Print every one of the records below word for word, with no changes.
-- start of DATA FOR PROCESSING --
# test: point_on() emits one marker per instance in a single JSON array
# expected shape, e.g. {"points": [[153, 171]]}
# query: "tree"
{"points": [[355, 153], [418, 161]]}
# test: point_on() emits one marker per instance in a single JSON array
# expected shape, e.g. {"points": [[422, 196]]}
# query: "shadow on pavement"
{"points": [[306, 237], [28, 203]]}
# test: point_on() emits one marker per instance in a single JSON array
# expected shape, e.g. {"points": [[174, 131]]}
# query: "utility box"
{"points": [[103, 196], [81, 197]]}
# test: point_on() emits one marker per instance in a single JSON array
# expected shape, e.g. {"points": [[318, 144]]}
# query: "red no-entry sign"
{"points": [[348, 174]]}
-- end of DATA FOR PROCESSING --
THE REPLY:
# test: point_on() emits one marker per instance in a single JSON array
# expected shape, e.g. {"points": [[153, 171]]}
# query: "tree"
{"points": [[355, 153], [418, 161]]}
# test: point_on() emits one marker per instance in a single JSON array
# expected shape, e.g. {"points": [[422, 196]]}
# query: "shadow on pavement"
{"points": [[306, 237], [28, 203]]}
# test: point_on() emits one marker per instance in a single JSON array
# expected shape, e.g. {"points": [[174, 131]]}
# query: "utility box"
{"points": [[103, 196], [81, 197]]}
# test: point_on() emits one marker per instance in a single JSON array
# expected shape, e.g. {"points": [[318, 144]]}
# query: "red no-entry sign"
{"points": [[348, 174]]}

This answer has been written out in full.